▶ [Given problem]: Please pull out each line in the records below that contains the word "like". Case counts.
>> Start Dataset extract
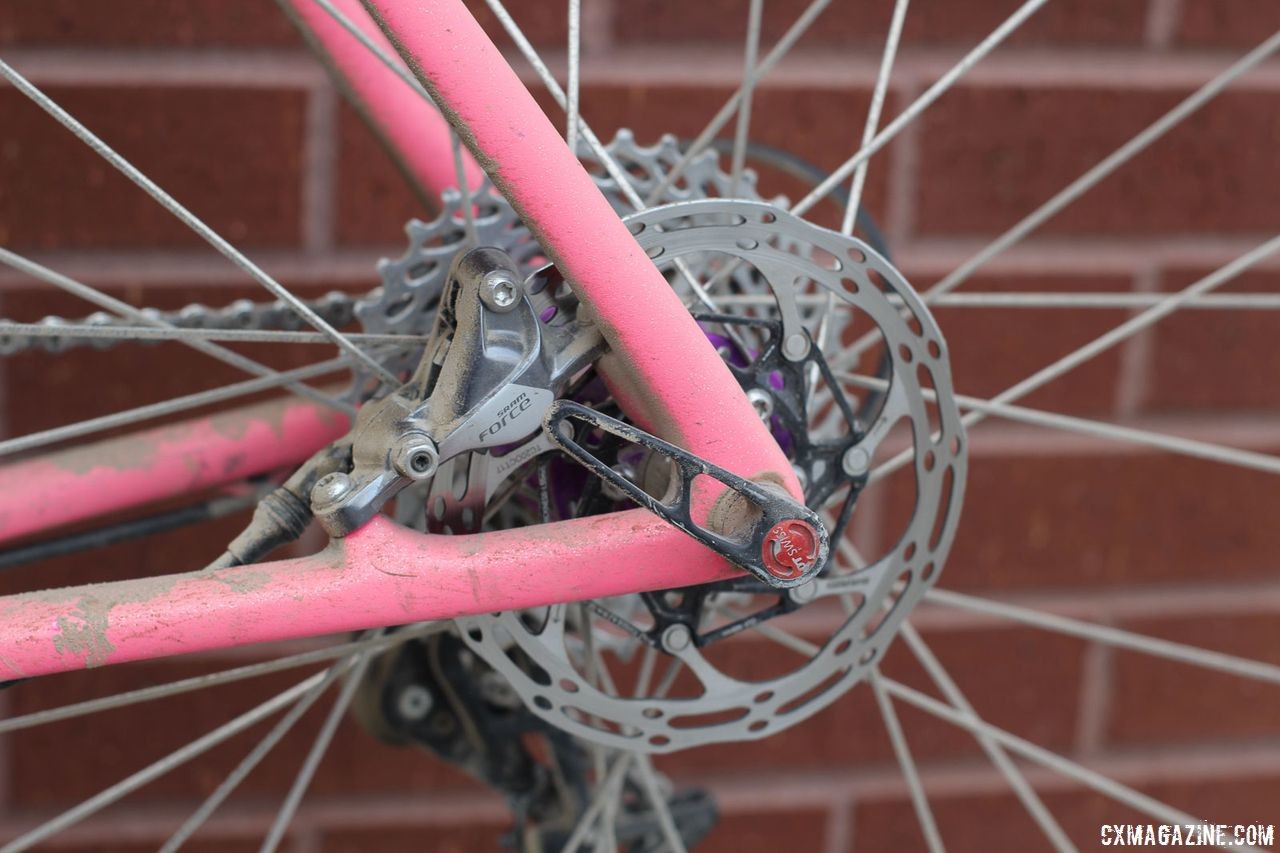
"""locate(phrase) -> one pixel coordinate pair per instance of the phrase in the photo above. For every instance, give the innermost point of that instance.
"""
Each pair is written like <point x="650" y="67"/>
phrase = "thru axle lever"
<point x="778" y="539"/>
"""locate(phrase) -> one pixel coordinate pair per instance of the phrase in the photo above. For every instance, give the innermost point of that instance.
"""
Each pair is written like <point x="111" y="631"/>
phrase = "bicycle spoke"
>> End Dataset extract
▶ [Answer for the task]:
Each pair is written like <point x="650" y="67"/>
Each pair is written like <point x="111" y="631"/>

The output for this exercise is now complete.